━━━ MATERIAL FOR THIS TASK

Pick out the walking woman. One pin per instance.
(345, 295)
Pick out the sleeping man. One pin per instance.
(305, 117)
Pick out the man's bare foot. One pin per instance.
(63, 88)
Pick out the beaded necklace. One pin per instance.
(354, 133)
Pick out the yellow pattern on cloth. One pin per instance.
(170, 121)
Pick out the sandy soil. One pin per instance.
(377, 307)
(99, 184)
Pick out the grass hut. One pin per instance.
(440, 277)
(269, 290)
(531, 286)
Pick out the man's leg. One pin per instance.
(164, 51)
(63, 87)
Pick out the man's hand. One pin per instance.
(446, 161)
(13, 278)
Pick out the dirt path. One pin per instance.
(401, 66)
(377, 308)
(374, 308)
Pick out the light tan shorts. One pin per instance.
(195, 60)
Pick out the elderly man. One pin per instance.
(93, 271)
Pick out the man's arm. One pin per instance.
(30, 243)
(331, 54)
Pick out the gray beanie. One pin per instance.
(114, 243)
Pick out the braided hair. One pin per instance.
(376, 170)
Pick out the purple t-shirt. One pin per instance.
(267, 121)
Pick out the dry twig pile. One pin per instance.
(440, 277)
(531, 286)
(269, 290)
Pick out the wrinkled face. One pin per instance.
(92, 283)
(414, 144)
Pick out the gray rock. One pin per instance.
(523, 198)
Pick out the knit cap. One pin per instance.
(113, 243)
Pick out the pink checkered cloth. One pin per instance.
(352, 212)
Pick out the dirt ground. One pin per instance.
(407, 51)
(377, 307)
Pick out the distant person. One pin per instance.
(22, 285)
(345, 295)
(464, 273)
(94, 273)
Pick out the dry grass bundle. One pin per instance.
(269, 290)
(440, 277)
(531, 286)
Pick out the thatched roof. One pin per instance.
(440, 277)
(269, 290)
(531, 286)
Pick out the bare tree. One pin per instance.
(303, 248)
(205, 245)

━━━━━━

### [PROBLEM DETAILS]
Reproduce the stretch of the listing from the line containing "Pick out the braided" through the end of the listing, with the requests included. Multiply every coordinate in the answers by 2.2 and round each to a whole number, with halves rounded up.

### [OUTPUT FOR THIS TASK]
Pick out the braided hair. One pin per instance.
(827, 374)
Pick out the purple t-shirt. One pin per instance.
(587, 266)
Pick out the dry twig pile. One pin per instance.
(968, 609)
(1168, 629)
(592, 638)
Pick out the wrinkled face. One pin per instance.
(202, 623)
(911, 317)
Pick out the gray rock. One pin per instance.
(1151, 436)
Pick out the knit cap. One pin per instance.
(249, 535)
Pick out the pink checkered cloth. One pin per instance.
(774, 466)
Pick out the dirt ground. One pin per instance.
(895, 112)
(829, 675)
Pick out the distant person. One pin per instance.
(48, 627)
(759, 649)
(1021, 601)
(207, 601)
Pick out the dry grass bundle. One pin per instance.
(592, 638)
(968, 609)
(1168, 629)
Pick out the thatched roof. One pin per instance.
(968, 609)
(592, 638)
(1168, 629)
Pick out the bare tree. One pin per instance.
(667, 546)
(451, 539)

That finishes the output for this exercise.